◆ **Required work**
A. In the text on waste management, what use is named for thermally dried urban sewage sludge?
B. Carry on the text on waste management from the point at which it stops.

◆ **Text passage**
---

In Japan, a method of processing plastics into gasoline, gas or diesel fuel has been developed. One of the rational methods of decontamination and disposal of household waste is its biothermal processing into compost, which is then used as biofuel in protected soil and as organic fuel in the fields. Thermally dried urban sewage sludge can also be used as a fertilizer.

In some countries, municipal landfills are equipped with special installations for obtaining and using biogas, which is formed in waste as a result of microbiological processes.

The problem of industrial waste should be considered as a set of environmental and resource components. The basis for making a decision should be a technical and economic analysis of the problem.

The ecological direction should primarily involve detailed monitoring and classification of waste, determining the degree of their toxicity and impact on the environment. In accordance with this, develop waste storage and storage technologies, evaluate the possibilities of their disposal and neutralization. For environmental hazard analysis, it is advisable to use a generalizing indicator, for example, the environmental hazard coefficient, which   takes into account the hazard class and location conditions - the presence of specially equipped areas, storage containers, etc.

The resource direction involves the evaluation of waste as a source of raw materials: that is, it is about determining the content of valuable components in specific waste, comparing possible technologies for their extraction and estimates of processing and delivery. For this, it is necessary to have systematized information about the presence and expected generation of waste and to know whether there is a demand for such raw materials and in which specific enterprises in the region. That is, it is necessary to create a qualified database of consumers of this waste.

The technical direction of the analysis involves the creation of databases on effective low-waste and ecologically clean technologies by industry, waste disposal and disposal technologies, implementation of an information system for their accounting and use.

Wide use of underground space for the placement of urban construction objects can contribute to the solution of many environmental problems. With the development of the underground space, the efficiency of land use increases, sanitary and hygienic conditions improve.

---

Region pointing data
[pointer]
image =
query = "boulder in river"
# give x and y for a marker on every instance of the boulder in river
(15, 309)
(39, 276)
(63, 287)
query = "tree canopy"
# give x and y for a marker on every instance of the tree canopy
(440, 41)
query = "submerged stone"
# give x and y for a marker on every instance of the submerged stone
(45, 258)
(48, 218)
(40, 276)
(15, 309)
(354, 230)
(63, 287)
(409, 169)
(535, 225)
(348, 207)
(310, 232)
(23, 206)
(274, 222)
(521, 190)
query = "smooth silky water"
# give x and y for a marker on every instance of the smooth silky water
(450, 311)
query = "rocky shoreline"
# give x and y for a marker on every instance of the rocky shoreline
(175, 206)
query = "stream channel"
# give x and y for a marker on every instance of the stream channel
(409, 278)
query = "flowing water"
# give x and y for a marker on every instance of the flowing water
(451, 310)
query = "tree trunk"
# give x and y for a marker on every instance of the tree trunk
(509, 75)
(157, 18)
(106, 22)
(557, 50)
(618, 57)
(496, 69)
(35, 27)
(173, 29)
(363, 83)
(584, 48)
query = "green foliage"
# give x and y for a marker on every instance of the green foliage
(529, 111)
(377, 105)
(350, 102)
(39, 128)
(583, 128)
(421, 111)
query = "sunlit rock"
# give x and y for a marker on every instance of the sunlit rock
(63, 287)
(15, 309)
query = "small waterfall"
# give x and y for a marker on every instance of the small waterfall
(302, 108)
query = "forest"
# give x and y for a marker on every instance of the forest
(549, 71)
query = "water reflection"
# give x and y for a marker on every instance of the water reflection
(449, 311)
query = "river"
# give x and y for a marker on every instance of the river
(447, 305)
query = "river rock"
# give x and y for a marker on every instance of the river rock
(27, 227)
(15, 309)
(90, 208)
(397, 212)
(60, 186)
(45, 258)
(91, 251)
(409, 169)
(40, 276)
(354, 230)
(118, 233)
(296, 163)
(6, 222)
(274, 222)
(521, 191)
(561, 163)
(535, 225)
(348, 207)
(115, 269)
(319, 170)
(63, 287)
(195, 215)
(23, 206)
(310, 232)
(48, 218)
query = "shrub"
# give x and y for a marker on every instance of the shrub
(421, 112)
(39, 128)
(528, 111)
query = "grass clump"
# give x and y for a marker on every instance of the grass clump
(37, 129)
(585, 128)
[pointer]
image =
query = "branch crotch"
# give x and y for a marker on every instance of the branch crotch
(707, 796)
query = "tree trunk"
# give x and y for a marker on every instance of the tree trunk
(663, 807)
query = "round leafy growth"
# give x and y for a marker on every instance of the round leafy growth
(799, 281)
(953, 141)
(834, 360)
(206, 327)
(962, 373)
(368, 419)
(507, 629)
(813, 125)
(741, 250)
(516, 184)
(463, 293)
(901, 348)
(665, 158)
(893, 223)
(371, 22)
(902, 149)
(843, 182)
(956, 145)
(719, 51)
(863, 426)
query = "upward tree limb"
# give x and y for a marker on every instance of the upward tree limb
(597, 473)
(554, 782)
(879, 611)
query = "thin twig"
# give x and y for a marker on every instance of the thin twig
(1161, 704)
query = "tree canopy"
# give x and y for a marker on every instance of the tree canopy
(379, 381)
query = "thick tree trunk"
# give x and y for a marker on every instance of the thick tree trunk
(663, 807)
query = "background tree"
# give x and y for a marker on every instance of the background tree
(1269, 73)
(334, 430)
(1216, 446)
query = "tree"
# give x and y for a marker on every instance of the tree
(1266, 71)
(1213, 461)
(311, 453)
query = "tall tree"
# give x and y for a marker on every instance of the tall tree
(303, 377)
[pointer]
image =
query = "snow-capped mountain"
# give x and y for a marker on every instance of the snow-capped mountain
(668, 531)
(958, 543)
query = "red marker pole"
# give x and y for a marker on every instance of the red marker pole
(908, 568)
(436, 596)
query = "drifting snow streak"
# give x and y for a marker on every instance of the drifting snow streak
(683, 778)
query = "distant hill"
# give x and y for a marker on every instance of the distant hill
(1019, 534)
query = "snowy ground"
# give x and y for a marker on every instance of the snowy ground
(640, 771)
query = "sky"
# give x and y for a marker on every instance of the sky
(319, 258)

---

◆ **Answers for the exercise**
A. It can be used as a fertilizer.

B.
The aggravation of the problems of rational planning of the structure of cities and the development of landscape architecture led to the emergence of a new direction in ecology - bio-urbanism or arcology. This is ecological architecture, which deals with issues of urban development with maximum consideration of ecological factors, preservation and expansion of green areas, optimization of working conditions and living conditions of the urban population.

The main tasks of  arcology include: maximally taking into account the ecological and sociological-ecological needs of a specific person from birth to old age; bring people closer to nature (creation of green recreation areas near residential areas; ridding them of the monotony of urban space (construction of houses of different configurations, colors, etc.); correct distribution of the population by area (no more than 100 people per 1 ha, construction of microdistricts for 30,000 man with a ratio of low- and high-rise buildings in the ratio of 7:3); preservation of at least 50% of the inhabited city space for green spaces; isolation of the population from traffic routes; creation of conditions for communication between people, etc.

Thus, the urboecosystem is a very complex system in which biological processes, industrial-technical and social conditions must develop without contradictions to each other, and in general provide optimal conditions for human life. It is clear that these conditions are not created by themselves. It takes effort, a smart and far-sighted attitude to the environmental problems of the urban environment.